-- start Data --
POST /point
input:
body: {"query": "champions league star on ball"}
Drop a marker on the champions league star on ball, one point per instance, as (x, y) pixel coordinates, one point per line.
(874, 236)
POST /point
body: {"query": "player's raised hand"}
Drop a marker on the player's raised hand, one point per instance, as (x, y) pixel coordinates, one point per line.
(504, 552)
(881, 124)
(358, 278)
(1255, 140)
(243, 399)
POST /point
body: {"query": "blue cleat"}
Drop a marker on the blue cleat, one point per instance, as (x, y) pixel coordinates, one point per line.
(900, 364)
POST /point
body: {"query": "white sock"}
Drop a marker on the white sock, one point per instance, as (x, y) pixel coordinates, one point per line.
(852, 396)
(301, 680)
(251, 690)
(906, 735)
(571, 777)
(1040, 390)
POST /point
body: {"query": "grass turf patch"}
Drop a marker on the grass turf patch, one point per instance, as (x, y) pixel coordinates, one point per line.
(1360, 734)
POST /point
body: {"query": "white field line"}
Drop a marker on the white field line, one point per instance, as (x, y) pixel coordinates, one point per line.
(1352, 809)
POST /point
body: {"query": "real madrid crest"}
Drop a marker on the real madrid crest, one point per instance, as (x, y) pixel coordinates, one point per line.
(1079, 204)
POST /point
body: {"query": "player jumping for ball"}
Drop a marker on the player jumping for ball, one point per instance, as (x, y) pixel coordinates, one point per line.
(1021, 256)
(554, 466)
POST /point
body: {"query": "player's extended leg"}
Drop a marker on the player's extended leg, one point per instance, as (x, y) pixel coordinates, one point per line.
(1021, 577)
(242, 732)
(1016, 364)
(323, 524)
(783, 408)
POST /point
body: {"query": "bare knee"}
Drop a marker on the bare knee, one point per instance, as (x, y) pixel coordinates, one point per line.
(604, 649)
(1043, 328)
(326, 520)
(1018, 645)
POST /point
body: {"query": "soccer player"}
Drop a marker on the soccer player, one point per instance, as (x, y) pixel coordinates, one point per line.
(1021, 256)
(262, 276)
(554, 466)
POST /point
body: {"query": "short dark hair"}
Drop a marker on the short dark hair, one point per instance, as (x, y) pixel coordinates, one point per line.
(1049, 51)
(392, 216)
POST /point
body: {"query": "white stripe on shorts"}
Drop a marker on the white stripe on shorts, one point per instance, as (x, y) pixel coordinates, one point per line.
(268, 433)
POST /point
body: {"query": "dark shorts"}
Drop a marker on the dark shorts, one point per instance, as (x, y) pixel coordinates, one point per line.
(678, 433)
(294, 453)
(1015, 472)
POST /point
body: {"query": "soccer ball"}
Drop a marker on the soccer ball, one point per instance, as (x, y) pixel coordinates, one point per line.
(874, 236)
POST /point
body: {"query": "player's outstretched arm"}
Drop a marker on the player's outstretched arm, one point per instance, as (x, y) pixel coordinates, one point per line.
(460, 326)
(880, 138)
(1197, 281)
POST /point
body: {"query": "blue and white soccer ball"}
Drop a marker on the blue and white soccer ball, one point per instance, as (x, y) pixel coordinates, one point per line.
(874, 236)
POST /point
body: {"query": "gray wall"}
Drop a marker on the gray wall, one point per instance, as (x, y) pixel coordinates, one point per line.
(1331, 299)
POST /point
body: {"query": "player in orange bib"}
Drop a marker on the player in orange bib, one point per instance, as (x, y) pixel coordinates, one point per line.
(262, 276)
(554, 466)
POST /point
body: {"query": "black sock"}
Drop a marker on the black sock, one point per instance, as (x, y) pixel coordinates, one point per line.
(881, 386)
-- end Data --
Select and copy every line of the material above that contains the string "blue". Case counts.

_Output for this task_
body: {"query": "blue cleat"}
Drop a marker on the blue cleat, one point per instance, as (x, y) pixel coordinates, one point per line.
body: {"query": "blue and white soccer ball"}
Drop a marker on the blue and white soccer ball, one point per instance, as (x, y) pixel coordinates, one point per line.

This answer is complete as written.